___ PASSAGE

FINANCIAL ASSETS

Finknack
3 min readSep 4, 2021

Before reading this article on financial assets, I would like to suggest having a look at my previous article on financial systems. I have attached the link to that article, Please look into that for a better understanding of financial assets.

Financial Assets are intangible liquid assets and are generally issued by financial institutions like Banks, Stock Exchanges, governments, and other bodies.

Now, what are intangible and liquid?

Intangible assets do not exist physically but are based on a mutual contract between two different parties. Examples of such assets are stocks and bonds.

Liquid assets: These are the assets that can be easily converted to cash. Let me explain it with an example, suppose you own a house and you want to sell it. How long does it take you to sell it at a reasonable price, anywhere between a month and a year? What if you had to sell your bonds, how long would that take? Hardly, a day? So, here the bonds are liquid when compared to an asset like land or house.

TYPES OF FINANCIAL ASSETS:

Cash & The Cash Equivalents:

Cash & Cash Equivalents are highly used Financial Assets by businesses, common people, and Financial Institutions. These highly used liquid assets are Bank balance, Cash Balance, and cheques that are not cleared by the bank.

Fixed Deposit:

When an individual or business deposits some amount in a financial institution like a bank expecting a return in the form of interest on the amount deposited.

Mutual Funds:

Mutual Funds are a type of financial instrument where a pool of money is collected from multiple investors and invest in assets like bonds, stocks, and other assets by a financial professional. After some period, profits are shared among investors based on the amount contributed by the investor.

The major advantage of mutual funds is, they allow small investors to access professional shares and bonds.

______

### [WHAT YOU ARE ASKED TO DO]
In the article on financial assets, which two examples of intangible assets are given?

___ DATA EXCERPTS

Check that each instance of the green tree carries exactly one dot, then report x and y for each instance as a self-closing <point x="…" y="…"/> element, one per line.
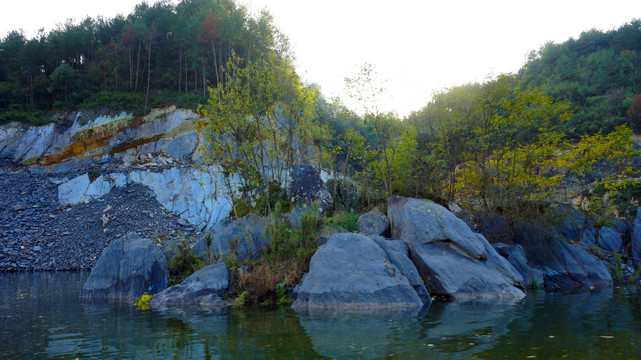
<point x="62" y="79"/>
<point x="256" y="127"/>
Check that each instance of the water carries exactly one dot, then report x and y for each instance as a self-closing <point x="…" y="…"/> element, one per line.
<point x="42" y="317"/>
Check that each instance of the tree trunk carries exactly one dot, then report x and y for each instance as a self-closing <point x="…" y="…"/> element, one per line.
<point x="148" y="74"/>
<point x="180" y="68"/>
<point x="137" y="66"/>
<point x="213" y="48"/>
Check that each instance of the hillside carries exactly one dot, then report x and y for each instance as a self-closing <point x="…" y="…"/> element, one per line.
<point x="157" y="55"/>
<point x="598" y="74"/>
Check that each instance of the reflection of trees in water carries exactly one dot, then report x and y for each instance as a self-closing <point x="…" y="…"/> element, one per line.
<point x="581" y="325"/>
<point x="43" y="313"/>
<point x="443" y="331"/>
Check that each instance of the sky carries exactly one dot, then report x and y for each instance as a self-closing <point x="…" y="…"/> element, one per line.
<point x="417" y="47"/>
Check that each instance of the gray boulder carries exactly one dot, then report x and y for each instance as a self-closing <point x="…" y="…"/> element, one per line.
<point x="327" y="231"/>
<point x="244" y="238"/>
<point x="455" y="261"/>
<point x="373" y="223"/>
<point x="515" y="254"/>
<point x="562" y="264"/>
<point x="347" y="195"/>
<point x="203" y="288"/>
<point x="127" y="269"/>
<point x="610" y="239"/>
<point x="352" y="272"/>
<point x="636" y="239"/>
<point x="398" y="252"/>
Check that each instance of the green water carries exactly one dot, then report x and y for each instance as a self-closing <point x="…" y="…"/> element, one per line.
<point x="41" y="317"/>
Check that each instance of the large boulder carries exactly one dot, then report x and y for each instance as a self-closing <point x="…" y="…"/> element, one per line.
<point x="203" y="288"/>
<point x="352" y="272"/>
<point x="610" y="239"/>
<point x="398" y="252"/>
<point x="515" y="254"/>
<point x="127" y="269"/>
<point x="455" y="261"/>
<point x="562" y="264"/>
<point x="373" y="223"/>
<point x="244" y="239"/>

______
___ DATA EXCERPTS

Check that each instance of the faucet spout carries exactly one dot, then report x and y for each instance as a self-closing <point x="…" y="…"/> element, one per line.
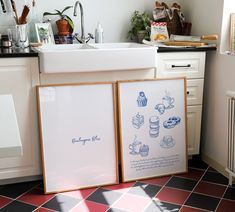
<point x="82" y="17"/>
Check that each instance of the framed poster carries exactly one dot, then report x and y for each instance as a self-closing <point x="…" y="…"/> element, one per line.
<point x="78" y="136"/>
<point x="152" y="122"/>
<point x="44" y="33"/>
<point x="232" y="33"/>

______

### [RESULT OF THIS TASK]
Stocks and bonds.